BEGIN Provided data

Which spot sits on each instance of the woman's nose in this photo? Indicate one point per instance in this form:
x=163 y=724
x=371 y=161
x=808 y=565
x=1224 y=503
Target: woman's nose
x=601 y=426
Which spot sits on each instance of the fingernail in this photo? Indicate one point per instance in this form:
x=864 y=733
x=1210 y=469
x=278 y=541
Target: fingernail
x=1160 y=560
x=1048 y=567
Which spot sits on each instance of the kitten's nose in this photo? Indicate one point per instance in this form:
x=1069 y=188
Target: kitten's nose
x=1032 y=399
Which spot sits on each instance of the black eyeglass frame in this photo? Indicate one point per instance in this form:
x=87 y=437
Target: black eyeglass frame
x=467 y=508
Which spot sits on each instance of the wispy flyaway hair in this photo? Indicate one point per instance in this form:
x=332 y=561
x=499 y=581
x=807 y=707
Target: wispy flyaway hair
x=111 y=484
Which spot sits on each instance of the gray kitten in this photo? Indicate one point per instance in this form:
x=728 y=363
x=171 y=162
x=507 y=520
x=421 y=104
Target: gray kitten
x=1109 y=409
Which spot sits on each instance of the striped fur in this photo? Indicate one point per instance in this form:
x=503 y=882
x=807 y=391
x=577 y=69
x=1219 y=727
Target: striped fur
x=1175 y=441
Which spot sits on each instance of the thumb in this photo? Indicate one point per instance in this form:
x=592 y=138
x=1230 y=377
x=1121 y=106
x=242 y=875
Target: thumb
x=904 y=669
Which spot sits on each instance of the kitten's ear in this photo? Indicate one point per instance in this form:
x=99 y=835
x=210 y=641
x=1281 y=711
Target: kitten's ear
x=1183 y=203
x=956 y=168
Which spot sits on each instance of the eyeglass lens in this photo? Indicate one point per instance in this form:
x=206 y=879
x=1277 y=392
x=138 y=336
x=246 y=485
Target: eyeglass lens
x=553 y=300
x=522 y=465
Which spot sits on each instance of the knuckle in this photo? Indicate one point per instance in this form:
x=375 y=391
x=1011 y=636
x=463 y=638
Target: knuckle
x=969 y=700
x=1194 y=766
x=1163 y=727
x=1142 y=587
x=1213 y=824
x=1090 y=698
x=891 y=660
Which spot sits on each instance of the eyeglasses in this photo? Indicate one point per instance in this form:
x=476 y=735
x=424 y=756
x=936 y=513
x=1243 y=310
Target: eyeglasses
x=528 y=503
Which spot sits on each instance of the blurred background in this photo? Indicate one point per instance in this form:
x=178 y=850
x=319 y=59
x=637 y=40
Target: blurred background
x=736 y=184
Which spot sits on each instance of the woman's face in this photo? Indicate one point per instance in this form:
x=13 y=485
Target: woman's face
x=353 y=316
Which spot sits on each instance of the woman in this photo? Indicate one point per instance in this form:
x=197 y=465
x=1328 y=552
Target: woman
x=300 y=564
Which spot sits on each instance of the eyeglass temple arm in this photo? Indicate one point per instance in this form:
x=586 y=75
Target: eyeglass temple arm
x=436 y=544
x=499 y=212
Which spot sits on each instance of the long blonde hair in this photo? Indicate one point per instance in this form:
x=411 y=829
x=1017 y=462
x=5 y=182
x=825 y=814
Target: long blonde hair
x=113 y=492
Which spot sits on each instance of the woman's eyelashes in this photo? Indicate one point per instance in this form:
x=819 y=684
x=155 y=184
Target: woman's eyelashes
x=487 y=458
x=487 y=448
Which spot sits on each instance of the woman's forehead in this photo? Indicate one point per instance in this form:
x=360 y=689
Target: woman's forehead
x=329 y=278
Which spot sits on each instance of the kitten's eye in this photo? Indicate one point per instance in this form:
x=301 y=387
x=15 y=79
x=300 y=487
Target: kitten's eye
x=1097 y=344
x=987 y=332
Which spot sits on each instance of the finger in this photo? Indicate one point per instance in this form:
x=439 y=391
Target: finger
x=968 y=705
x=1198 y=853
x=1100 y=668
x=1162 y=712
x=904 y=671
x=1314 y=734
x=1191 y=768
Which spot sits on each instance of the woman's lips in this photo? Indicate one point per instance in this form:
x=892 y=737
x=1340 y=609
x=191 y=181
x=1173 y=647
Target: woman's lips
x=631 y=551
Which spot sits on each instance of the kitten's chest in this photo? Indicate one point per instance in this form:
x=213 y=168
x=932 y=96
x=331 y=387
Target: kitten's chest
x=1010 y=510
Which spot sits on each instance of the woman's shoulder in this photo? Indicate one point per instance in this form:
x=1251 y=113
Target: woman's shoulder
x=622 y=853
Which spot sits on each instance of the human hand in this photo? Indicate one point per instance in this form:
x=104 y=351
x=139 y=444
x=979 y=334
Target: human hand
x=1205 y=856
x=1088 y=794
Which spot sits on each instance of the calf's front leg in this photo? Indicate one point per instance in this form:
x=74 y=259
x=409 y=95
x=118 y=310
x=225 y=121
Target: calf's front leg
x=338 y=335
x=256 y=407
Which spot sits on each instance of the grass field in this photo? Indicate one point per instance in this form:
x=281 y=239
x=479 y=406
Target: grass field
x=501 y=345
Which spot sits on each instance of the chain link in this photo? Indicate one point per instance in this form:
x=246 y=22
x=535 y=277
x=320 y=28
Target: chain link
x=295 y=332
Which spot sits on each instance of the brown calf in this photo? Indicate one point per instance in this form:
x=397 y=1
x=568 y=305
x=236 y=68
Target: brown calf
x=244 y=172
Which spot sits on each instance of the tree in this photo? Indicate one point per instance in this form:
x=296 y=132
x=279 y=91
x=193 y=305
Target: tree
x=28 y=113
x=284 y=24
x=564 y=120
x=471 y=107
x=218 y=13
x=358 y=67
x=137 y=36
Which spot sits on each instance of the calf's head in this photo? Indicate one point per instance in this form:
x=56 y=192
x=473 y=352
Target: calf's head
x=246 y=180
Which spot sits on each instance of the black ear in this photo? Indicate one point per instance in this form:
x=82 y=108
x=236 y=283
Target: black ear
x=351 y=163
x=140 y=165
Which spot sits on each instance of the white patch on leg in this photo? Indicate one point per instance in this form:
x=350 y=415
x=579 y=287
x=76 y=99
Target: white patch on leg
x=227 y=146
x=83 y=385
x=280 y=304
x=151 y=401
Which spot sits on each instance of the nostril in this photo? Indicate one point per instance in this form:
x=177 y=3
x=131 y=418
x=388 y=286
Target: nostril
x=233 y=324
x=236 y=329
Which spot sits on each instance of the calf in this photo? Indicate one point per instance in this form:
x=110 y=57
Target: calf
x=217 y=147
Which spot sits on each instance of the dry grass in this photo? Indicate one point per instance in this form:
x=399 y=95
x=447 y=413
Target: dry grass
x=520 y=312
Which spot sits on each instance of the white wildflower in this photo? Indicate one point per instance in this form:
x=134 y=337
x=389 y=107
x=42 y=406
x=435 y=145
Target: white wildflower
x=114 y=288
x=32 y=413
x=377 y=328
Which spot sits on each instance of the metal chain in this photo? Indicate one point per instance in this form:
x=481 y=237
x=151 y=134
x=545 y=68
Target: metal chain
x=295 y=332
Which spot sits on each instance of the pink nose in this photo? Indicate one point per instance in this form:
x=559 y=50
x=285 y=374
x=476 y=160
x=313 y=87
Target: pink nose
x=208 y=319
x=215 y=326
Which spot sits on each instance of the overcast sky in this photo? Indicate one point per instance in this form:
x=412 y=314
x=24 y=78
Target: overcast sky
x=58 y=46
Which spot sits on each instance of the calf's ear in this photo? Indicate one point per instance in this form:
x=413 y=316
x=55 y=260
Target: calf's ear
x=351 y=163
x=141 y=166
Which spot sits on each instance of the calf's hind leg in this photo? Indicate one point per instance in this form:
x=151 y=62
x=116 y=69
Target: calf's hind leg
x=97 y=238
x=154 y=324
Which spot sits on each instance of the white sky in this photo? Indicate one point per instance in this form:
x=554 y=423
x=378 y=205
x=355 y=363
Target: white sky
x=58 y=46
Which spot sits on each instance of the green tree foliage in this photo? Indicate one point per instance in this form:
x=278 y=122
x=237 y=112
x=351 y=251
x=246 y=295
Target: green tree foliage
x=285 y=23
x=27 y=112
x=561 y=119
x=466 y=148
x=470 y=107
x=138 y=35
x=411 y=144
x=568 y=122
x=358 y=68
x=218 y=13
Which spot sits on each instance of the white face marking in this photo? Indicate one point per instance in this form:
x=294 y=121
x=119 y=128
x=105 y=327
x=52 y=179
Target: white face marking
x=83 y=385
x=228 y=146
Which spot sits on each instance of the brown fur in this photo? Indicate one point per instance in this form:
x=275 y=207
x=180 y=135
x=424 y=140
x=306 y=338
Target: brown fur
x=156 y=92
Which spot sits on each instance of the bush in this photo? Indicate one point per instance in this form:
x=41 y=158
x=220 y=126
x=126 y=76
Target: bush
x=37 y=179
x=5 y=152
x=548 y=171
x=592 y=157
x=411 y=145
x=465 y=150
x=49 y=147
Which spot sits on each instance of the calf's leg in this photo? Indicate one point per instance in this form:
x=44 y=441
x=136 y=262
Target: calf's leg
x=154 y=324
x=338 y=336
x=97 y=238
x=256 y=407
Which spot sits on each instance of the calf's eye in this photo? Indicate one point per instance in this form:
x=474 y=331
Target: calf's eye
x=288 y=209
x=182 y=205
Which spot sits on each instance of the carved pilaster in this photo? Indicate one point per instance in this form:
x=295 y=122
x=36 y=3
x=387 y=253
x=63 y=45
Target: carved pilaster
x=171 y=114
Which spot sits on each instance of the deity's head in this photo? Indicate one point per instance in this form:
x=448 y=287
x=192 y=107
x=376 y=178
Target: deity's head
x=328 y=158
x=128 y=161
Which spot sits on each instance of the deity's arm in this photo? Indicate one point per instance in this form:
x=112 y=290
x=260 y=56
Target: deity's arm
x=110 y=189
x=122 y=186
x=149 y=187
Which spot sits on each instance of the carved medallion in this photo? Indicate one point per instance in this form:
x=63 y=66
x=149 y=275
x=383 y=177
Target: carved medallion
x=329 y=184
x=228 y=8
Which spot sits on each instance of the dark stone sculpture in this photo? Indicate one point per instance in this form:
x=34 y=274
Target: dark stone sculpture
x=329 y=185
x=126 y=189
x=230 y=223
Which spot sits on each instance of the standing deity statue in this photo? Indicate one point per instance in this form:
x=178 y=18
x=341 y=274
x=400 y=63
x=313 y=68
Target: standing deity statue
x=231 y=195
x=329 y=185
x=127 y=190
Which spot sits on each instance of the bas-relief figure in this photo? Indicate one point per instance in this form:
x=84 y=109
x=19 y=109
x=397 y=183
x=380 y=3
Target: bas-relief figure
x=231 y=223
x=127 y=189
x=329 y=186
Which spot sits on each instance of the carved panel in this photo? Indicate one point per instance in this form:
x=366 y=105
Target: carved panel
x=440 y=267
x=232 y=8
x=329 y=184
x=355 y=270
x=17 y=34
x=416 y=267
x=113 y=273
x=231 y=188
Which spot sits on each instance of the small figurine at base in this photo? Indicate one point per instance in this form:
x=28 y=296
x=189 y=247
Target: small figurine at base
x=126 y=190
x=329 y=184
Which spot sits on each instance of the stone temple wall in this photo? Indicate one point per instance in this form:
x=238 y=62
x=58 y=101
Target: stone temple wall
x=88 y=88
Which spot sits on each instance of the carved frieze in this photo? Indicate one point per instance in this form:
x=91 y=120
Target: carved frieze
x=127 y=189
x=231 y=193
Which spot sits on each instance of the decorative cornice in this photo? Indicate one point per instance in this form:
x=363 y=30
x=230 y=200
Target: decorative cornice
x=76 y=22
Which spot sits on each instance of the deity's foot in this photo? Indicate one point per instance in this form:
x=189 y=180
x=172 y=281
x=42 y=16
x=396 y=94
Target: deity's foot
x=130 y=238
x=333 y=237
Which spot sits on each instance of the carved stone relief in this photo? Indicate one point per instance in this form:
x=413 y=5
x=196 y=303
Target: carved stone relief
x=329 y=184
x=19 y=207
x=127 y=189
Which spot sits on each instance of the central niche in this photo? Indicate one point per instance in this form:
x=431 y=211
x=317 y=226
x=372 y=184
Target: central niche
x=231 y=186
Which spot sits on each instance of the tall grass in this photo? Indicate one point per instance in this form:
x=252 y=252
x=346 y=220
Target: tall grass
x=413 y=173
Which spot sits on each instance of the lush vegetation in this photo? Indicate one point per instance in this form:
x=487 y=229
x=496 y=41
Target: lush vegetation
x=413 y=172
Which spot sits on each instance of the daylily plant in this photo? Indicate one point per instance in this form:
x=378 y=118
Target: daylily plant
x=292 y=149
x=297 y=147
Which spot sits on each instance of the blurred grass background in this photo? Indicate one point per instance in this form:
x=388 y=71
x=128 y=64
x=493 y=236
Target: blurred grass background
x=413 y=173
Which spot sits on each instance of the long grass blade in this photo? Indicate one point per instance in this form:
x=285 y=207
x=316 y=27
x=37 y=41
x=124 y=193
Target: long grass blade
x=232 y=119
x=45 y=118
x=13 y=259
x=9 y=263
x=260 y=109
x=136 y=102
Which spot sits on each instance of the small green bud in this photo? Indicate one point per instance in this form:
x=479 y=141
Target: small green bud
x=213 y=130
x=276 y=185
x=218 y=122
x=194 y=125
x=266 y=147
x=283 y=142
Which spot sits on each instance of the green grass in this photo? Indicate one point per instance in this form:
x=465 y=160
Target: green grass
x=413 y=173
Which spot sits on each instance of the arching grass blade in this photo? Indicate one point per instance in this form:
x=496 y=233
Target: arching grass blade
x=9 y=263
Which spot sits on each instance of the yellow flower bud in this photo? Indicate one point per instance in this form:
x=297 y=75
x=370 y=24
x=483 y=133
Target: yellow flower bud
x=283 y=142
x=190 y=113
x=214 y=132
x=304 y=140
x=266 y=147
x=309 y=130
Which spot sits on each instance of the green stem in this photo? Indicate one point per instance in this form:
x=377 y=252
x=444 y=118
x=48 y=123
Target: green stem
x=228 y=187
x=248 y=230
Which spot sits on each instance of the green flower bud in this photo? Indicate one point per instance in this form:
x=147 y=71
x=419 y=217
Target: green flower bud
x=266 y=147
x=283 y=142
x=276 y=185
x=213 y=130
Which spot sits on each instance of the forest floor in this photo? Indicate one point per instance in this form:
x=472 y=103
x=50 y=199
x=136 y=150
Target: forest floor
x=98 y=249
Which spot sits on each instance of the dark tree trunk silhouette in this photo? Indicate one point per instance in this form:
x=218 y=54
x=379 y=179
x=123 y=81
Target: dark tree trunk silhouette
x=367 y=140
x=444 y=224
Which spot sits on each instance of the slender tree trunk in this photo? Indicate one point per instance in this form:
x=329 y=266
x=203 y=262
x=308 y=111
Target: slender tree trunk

END Provided data

| What this task involves |
Rewrite every line between the lines holding "Which spot sits on each instance of the eyeglasses" and "x=499 y=212", inclusive. Offset each x and y value in the answer coordinates by adding 52, and leave all other lines unchanged.

| Answer for the task |
Which spot sits on each instance of the eyeglasses in this photo? Indicate one point per instance in this form:
x=476 y=735
x=424 y=756
x=936 y=513
x=1243 y=310
Target: eyeglasses
x=580 y=555
Which spot sits on each instance of the blurred background in this photo? Indicate one point per instance in this form:
x=178 y=850
x=319 y=59
x=637 y=40
Target: blurred background
x=788 y=236
Which spot sits on each instance of the woman's face in this photo? Indicate one point per instance in this form:
x=13 y=485
Target: woman's face
x=405 y=368
Which spot sits on each instance of the woman in this photo? Indicate one point per instance in this form:
x=197 y=465
x=1328 y=552
Target: woman
x=352 y=616
Which spot sits on each instance of the eyeglass temple arm in this photo? Indicate one point per instance in this form:
x=586 y=75
Target: eyeglass temple arm
x=488 y=596
x=551 y=264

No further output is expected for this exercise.